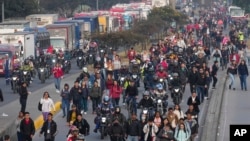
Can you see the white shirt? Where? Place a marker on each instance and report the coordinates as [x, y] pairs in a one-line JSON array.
[[47, 104]]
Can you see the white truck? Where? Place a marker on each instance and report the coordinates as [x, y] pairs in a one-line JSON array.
[[24, 42]]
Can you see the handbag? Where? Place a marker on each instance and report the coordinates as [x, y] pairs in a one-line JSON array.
[[40, 106]]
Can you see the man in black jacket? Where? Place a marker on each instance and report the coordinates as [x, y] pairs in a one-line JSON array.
[[49, 129], [82, 124], [133, 128], [27, 127]]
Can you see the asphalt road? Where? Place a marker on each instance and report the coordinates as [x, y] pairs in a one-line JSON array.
[[9, 96], [235, 109], [63, 128]]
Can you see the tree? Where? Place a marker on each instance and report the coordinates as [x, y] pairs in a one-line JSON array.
[[245, 4]]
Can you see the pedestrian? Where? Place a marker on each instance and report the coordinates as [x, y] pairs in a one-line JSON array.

# # # # # # #

WHAT IS NEEDED: Reproduce each entry precisely. Leave the pictures out.

RESULT OF THIS TASK:
Can you see the white shirt? Where? Place a marker on each instance and report the coordinates as [x, y] pairs in a one-line JSON array.
[[47, 104]]
Can you see the white truck? Where? Place a marker on each instance and report the coordinates as [x, y] pairs in a one-line JSON array.
[[24, 42]]
Can you see the handbag? Where? Place a marker on each instance and report the coordinates as [x, y] pairs in a one-line JSON array.
[[40, 106]]
Can you see the man in black jacket? Where? Place a marker on each instance and report the coordinates as [x, y] pairs in a one-line JSON array.
[[49, 129], [82, 124], [133, 128], [27, 127]]
Can you see the asphalt road? Where? Place a marker on each instance and report the coordinates as [x, y] pairs in a one-line JSON array.
[[9, 96], [235, 109], [63, 128]]
Can you see the tree? Where? Place a marker on each instance and report the coordinates as [x, y] pairs in a one-line JSON array.
[[245, 4]]
Can you see the pedestrian? Where? Place a marker on each instance and report the coordinates as [x, y] pairs in a one-line JSON array.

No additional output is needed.